Copy each of the following items word for word.

* start Dataset *

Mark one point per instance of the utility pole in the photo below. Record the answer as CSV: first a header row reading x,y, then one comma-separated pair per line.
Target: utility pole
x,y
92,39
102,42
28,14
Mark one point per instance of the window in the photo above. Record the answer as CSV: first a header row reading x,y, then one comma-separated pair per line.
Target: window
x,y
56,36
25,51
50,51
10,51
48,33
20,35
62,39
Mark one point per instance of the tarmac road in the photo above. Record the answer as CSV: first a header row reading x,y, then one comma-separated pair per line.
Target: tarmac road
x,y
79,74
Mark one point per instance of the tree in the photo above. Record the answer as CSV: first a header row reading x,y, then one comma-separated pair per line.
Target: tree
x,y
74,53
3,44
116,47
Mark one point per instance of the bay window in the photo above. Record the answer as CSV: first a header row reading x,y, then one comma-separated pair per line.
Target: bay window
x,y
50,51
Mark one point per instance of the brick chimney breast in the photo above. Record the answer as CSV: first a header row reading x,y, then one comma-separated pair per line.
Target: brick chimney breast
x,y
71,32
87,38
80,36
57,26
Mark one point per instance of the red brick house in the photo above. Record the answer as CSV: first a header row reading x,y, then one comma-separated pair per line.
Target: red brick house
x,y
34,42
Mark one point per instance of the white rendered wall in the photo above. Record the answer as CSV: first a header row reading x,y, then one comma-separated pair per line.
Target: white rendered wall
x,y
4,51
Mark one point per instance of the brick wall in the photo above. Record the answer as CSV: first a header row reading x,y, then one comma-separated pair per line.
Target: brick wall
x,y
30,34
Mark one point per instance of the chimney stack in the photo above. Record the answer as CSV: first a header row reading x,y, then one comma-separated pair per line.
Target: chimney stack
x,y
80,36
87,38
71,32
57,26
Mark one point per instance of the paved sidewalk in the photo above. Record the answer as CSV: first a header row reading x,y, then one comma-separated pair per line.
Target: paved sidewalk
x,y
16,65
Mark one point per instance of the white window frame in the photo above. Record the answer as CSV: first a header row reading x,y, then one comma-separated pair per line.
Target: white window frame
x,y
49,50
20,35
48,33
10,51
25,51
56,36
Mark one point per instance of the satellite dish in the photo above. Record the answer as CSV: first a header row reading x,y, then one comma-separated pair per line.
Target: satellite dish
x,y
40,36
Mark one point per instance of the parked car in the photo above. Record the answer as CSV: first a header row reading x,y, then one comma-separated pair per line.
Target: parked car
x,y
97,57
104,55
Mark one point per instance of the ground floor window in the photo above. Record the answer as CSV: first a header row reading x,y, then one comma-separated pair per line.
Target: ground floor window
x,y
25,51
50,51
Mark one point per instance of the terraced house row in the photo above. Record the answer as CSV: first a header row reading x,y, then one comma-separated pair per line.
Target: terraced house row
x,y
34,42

* end Dataset *

• Result of this exercise
Mark one point per instance of the utility pole in the photo below. Record the answer as CSV: first a header row reading x,y, then one comma-separated pair per line.
Target: utility pole
x,y
92,39
102,42
28,14
Mark one point per instance of the window in the photo above. Record the answer as CSV: first a header row reading x,y, then one comma-separated pair per line.
Target: window
x,y
56,36
25,51
50,51
10,51
48,33
20,35
62,39
Mark one point per instance of the tarmac road in the photo above. Record the answer as CSV: first a header row reading x,y, then one comma-separated pair per line.
Target: tarmac road
x,y
79,74
Mark one point per instance of the tree in the photo above. Record the answer as CSV: first a header row reading x,y, then one comma-separated pair per line.
Target: tree
x,y
74,53
3,44
116,47
Mark one point per instance of the bay window in the photo above. Record the answer as CSV: first a header row reading x,y, then one comma-separated pair per line.
Target: bay window
x,y
50,51
Mark one point per instance of the brick chimney breast in the photo above. Record the answer as CSV: first a header row reading x,y, then one comma-separated pair per line.
Target: brick chimney breast
x,y
71,32
87,38
80,36
57,26
Mark one point per instance of the red brick house in the photo above. Record the answer as CSV: first a header row reading x,y, then one comma-separated pair per line.
Target: red brick house
x,y
34,42
Mark one point per instance of the white rendered wall in the photo above. Record the answer as CSV: first a header row reading x,y, then one comma-separated pair per line.
Target: white rendered wall
x,y
4,51
Mark one point per instance of the brick wall in the photo above. Record the answer as CSV: first a header row reading x,y, then one comma-separated pair per line.
Target: brick wall
x,y
30,34
Mark one point per instance of the chimney stack in the photo above. Record the answer as CSV: first a header row reading x,y, then one comma-separated pair per line.
Target: chimney stack
x,y
80,36
87,38
71,32
57,26
Mark one point per instance of the paved sidewalk in the photo above. Record the answer as CSV: first a header row reading x,y, then one comma-separated pair per line.
Target: paved sidewalk
x,y
16,65
Mark one point per instance of the white window frame in the photo above. Record the answer as CSV: first a header row reading x,y, then one comma-separated pair per line.
Target: white window frame
x,y
49,50
20,35
48,33
10,51
25,51
56,36
Mark one point per instance of the satellite dish in the photo above. Record the answer as CSV: first a header row reading x,y, then one comma-separated pair per line.
Target: satellite dish
x,y
40,36
Mark one point per instance of the parked car in the photo above. Record the answer as CSV: first a header row reading x,y, then one comma-separated pair per line.
Target: parked car
x,y
97,57
104,55
Mark one point per instance of the ground floor window in the photo above. Record the answer as CSV: first a header row reading x,y, then one comma-separated pair per line.
Target: ground floor window
x,y
25,51
50,51
Mark one point per instance of the terraced house row in the photo above. Record the answer as CSV: first a header row reading x,y, then one comma-separated pair per line.
Target: terraced house row
x,y
34,42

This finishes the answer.